▸ **PROBLEM STATEMENT**
Reproduce the tax refund passage word for word from "Three, and most" to "to raise taxes.".

Three, and most important, NMT&RD can and does use deficient requirements to discourage claimants from pursuing their refunds.  Such requirements intend to make second requests for refunds difficult, if not impossible, to fulfill or to prevent second requests altogether.  For taxpayers averse to dealing with government agencies or officials, unable to comply with multiple requirements in little time, or owed a small refund, the paper chase may not be worth the hassle and the hurdles.  So NMT&RD’s investigative process operates, not for its stated purposes, but for the purpose of raising tax revenues without the executive and legislative branches having to raise taxes.

This probability raises another and far graver question.  The NMT&RD may have the rights to investigate any “potential violation” and to require requests for information, but I doubt that it has the right to retain the refunds if taxpayers do not, for one reason or another or none at all, comply with the requirement.  Yet, in a recent email to me, Ms. Smyth, “Taxpayer Advocate,” clarified the NMT&RD’s authority: “If the department has requested additional information to verify identity and/or income and it is not provided by the date in the request, the refund will be denied.”  I am not a lawyer, but I am quite sure that investigative requirements are not laws, and, even if they were, they cannot justify retaining the refunds without some legal action.  NMT&RD retention presumes a criminal violation of a “state statute related to taxes,” but non-compliance with its requirements is not a criminal violation of such a law.  Its presumption to the contrary is a violation of the Fifth Amendment provision against deprivation of private property without due process of law.  Even more fundamentally, American law is based on the individual’s presumed innocence; the NMT&RD reverses this presumption and operates on the presumption of guilt, the only possible justification for retaining refunds.  In sum, the NMT&RD refusal to issue a refund to a claimant not compliant with its administrative requirements, however rationalized by its efforts to fight identity theft or fraud, does not comport with the Constitution.

▸ **RECORDS SUPPLIED**
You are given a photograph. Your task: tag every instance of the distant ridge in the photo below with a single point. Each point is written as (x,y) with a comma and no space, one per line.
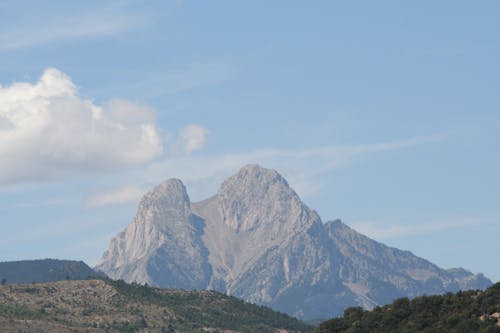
(45,270)
(469,311)
(255,239)
(98,306)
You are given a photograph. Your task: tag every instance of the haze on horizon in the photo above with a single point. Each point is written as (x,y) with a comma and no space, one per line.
(385,115)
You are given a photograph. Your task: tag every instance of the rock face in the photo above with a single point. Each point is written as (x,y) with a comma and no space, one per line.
(256,240)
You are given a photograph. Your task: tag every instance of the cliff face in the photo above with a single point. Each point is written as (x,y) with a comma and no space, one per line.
(255,239)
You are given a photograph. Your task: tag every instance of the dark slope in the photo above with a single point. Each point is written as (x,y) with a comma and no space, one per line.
(465,311)
(114,306)
(45,270)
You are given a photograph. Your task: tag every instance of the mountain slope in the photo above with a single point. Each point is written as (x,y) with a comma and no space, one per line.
(257,240)
(45,270)
(114,306)
(470,311)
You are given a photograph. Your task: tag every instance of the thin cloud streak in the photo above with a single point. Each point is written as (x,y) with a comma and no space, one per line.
(380,231)
(103,22)
(304,168)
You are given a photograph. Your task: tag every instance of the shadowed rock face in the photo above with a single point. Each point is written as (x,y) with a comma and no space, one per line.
(255,239)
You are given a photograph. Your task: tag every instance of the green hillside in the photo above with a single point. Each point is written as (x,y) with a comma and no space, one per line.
(469,311)
(114,306)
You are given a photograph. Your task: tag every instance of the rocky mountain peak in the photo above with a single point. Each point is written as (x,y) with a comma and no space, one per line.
(170,194)
(255,239)
(256,197)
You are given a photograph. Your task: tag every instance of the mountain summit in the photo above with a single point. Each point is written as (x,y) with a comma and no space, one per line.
(257,240)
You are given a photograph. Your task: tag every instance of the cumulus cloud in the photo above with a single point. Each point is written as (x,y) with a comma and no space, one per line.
(47,130)
(190,138)
(193,137)
(126,194)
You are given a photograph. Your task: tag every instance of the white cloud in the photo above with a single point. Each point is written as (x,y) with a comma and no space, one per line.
(192,137)
(126,194)
(48,130)
(305,169)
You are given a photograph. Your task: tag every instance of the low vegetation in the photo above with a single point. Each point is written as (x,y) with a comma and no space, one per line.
(115,306)
(468,311)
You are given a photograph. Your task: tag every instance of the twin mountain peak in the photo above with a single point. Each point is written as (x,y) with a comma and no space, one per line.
(255,239)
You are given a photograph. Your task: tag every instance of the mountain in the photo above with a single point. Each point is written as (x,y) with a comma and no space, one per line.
(257,240)
(114,306)
(470,311)
(45,270)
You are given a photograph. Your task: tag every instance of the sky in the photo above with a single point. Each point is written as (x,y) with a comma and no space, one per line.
(384,114)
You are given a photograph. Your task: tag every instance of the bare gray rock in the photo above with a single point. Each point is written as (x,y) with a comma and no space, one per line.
(255,239)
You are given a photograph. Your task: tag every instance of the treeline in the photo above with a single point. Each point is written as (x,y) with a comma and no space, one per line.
(465,311)
(197,309)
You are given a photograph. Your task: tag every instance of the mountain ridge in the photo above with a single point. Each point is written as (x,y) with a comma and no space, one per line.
(257,240)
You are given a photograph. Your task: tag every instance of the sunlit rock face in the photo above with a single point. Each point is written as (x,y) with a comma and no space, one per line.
(255,239)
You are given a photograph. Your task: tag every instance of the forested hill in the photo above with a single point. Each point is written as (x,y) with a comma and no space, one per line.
(466,311)
(115,306)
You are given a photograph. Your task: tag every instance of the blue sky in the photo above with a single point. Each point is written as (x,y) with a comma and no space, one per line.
(385,114)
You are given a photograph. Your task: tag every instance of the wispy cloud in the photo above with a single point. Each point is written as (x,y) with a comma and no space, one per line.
(304,168)
(381,231)
(122,195)
(52,26)
(181,78)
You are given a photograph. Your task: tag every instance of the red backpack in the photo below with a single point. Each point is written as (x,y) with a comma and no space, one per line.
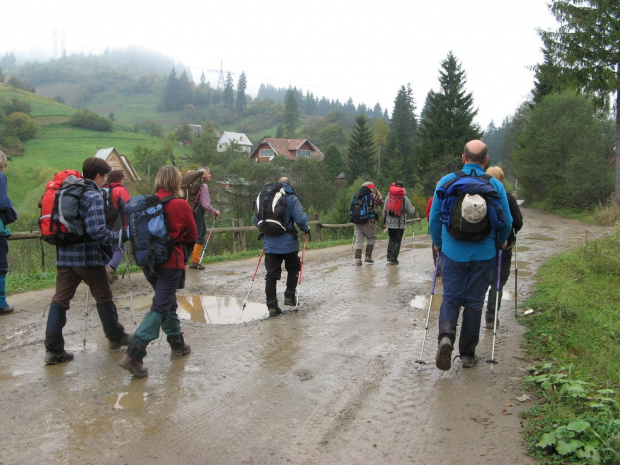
(59,222)
(395,204)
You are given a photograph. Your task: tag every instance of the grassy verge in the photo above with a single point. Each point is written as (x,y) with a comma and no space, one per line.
(574,336)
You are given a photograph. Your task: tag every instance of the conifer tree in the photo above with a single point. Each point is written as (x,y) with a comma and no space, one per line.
(398,162)
(241,86)
(446,125)
(361,152)
(587,53)
(229,94)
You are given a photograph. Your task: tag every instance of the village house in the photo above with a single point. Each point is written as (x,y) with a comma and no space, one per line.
(292,149)
(238,138)
(119,162)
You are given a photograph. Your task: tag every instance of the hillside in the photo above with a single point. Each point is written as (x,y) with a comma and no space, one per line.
(57,147)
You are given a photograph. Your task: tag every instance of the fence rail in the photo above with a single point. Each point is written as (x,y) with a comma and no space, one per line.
(239,231)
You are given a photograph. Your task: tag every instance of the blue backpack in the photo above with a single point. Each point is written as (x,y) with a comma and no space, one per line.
(148,230)
(470,207)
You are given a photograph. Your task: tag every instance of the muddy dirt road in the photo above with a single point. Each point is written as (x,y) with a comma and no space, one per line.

▸ **REPLY**
Three, and most important, NMT&RD can and does use deficient requirements to discourage claimants from pursuing their refunds.  Such requirements intend to make second requests for refunds difficult, if not impossible, to fulfill or to prevent second requests altogether.  For taxpayers averse to dealing with government agencies or officials, unable to comply with multiple requirements in little time, or owed a small refund, the paper chase may not be worth the hassle and the hurdles.  So NMT&RD’s investigative process operates, not for its stated purposes, but for the purpose of raising tax revenues without the executive and legislative branches having to raise taxes.